- [演習の条件]
(1) 提示文の「ところどころ間延びしてるよう」から「んでしまう変容っぷりでした。」までを、「映像」を「画面」に置き換えて書き改めなさい。
(2) 提示文によると、この作品の監督は誰か。

- [提示文]
"""

舞台は近未来。プラスティネーションの技術を応用して遺体を生きていた姿のまま保存する「ボディーワースク」と呼ばれる仕事をすることになった主人公(芳根京子)。やがてこの「ボディーワースク」の技術を発展させて編み出された不老不死の施術を受け、人類で初めての永遠の命を手にすることになる。

ちなみにプラスティネーションの技術は実際に存在するようです。原作者のケン・リュウはドイツの展示会を見たことが小説を書くきっかけになったとか。画像検索してみるとちょっと背筋がゾッとします。

監督は『蜜蜂と遠雷』(2019年公開)の石川慶。『蜜蜂と遠雷』は綺麗な映像と音楽が融合した作品だった印象。私はDVDで観たのですが、映画館で観れば良かったかなぁと少し後悔ましたね。

 

「不老」は出来ても「不死」は無理?

本作、恐らく賛否がかなり分かれるでしょうし、観た人それぞれで解釈が異なってくるタイプの作品だと思います。そんな作品で私が個人的に考えたのは「不老」が出来ても「不死」は不可能ではないかという事です。

もしかしたら将来、科学の進歩によって老化による絶対的な死を免れる事が出来るかもしれません。iPS細胞のような再生医療の研究も進んでいることですし。しかし事故や災害、今のご時世で言うなら未知のウイルスがもたらす偶発的な死はどうでしょう?これに関してはなかなか防ぐのは厳しい。

作品内でもそんな偶発的に訪れる死を感じさせる事象がありました。例えば中盤、老化を防止する薬が遺伝子的に合わない人が一定数いますよという話が持ち上がってきます。これこそ予期せぬ事故ってやつです。また終盤、ある人物を探し回るシーンでは「もしものことがあったら…」といった台詞が出てきますが、これも事故や事件に巻き込まれていないかどうかの不安から来る言葉ですよね。最悪死を伴った…。つまりどんなにSF的な技術進歩で不老が実現できても、不死は無理なんです。そう考えると「不老」って生命の一連の流れに対する言わば悪あがきなんじゃないかと感じました。

では、人間は虚しく老いることしか出来ないのか?いや、そうではないと思います。現在Disney+で配信されている短編『あの頃をもう一度』とも精通したテーマ性だと思いますが、結局誰とどんな風に老いるかの「老い方」次第。若さに固執している暇があるのなら、一瞬一瞬を大事に過ごしていく方が賢明な選択でしょう。
まぁこんなこと言えるのは今のうちだと馬鹿にされそうな気がしている24歳の僕ですw。

 

まとめ

以上が私の見解です。

ところどころ間延びしてるように感じましたが、邦画でこうした硬派なSF映画が観られた喜びは超絶デカいです。何より映像がドストライク。正に「近未来」という言葉が相応しい未来過ぎないシックな雰囲気は『her/世界でひとつの彼女』(2013年公開)を想起させました。それとラストの芳根京子には混乱しましたね。思わず「おまえ、誰?」と突っ込んでしまう変容っぷりでした。

ということでこの辺でお開きです。ありがとうございました。

"""

- [提供データ]
"""

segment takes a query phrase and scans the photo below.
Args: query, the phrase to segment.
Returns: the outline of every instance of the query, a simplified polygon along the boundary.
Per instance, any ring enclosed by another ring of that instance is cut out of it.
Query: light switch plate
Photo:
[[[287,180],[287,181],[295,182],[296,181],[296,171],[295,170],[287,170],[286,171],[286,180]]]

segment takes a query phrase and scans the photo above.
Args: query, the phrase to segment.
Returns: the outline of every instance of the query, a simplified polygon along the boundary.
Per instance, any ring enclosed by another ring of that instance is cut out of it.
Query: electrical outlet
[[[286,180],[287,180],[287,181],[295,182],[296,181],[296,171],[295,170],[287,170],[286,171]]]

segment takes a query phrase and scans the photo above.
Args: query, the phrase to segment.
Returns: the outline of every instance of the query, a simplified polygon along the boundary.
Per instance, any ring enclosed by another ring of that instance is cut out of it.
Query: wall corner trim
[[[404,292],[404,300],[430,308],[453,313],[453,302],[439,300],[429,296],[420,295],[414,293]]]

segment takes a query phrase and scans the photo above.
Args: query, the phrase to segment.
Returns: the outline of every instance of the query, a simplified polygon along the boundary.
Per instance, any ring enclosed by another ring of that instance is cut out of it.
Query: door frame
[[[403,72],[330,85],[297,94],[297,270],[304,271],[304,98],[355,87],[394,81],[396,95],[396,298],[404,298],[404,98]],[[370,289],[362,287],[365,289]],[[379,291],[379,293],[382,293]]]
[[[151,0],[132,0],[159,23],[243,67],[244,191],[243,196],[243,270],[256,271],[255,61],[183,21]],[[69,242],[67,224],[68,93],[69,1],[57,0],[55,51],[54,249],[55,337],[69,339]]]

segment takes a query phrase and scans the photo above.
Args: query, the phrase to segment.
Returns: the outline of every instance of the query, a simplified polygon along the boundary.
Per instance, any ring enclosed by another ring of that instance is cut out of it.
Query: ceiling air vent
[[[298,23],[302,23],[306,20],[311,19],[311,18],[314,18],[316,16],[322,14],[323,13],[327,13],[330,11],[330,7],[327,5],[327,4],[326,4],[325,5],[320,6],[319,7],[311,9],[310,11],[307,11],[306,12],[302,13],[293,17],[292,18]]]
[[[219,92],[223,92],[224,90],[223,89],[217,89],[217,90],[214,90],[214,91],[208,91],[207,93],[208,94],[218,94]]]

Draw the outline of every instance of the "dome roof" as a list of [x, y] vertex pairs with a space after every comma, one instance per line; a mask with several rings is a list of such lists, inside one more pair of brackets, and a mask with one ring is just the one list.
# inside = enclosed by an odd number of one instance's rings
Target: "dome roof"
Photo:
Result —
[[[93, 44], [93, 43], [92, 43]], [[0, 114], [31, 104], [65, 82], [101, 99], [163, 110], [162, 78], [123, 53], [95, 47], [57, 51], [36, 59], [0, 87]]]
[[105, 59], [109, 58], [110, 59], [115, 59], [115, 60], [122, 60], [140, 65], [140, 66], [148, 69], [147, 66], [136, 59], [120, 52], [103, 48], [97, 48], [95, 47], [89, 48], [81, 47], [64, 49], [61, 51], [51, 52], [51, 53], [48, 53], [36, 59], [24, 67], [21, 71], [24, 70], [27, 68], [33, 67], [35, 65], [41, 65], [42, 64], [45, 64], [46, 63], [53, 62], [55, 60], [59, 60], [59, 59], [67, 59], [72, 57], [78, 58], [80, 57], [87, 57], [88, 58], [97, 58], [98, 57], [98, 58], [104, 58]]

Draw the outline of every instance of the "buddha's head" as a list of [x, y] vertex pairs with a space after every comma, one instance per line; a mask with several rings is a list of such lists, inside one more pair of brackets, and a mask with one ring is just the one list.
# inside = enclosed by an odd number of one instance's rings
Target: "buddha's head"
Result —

"""

- [課題の解答]
(1)
ところどころ間延びしてるように感じましたが、邦画でこうした硬派なSF映画が観られた喜びは超絶デカいです。何より画面がドストライク。正に「近未来」という言葉が相応しい未来過ぎないシックな雰囲気は『her/世界でひとつの彼女』(2013年公開)を想起させました。それとラストの芳根京子には混乱しましたね。思わず「おまえ、誰?」と突っ込んでしまう変容っぷりでした。

(2) 石川慶。